BEGIN

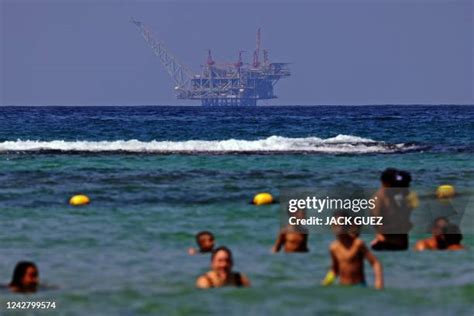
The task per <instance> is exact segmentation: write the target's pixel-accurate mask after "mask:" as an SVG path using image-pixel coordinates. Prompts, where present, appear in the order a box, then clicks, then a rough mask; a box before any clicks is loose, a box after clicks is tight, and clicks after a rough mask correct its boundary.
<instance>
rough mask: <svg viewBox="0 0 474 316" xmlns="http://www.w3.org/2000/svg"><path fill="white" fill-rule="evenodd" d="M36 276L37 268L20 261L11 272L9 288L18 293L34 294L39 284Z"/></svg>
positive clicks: (27, 263) (33, 263)
mask: <svg viewBox="0 0 474 316" xmlns="http://www.w3.org/2000/svg"><path fill="white" fill-rule="evenodd" d="M38 274H39V273H38V268H37V267H36V265H35V264H34V263H33V262H29V261H20V262H18V263H17V265H16V266H15V269H14V270H13V276H12V280H11V282H10V284H9V286H10V287H12V288H14V289H15V291H18V292H25V293H27V292H36V290H37V288H38V283H39V277H38Z"/></svg>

END

■ YOUR TASK ■
The lines of the records that contain the string "instance" should be located and copied.

■ WRITTEN RESPONSE ■
The task per <instance> is exact segmentation: write the target's pixel-accurate mask after "mask:" as an SVG path using image-pixel coordinates. Prompts, where present, appear in the order a box, then clicks, then a rough mask; a box before any clicks is loose, a box after clicks is tight, and clicks after a rough mask correct its boundary.
<instance>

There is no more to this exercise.